Task details
Convert the rows below into a JSON list of strings, one string for each line, omitting blank lines.

Extracted data

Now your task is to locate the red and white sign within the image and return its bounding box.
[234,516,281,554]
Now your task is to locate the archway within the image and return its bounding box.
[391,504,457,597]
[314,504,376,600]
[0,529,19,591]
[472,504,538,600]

Exercise answer
[
  "Now your task is to locate the red and white sign within the image and return its bounding box.",
  "[234,516,281,554]",
  "Now your task is to locate the archway within the image and return its bounding box.",
  "[391,504,457,597]",
  "[314,504,376,600]",
  "[0,529,19,591]",
  "[472,504,538,600]"
]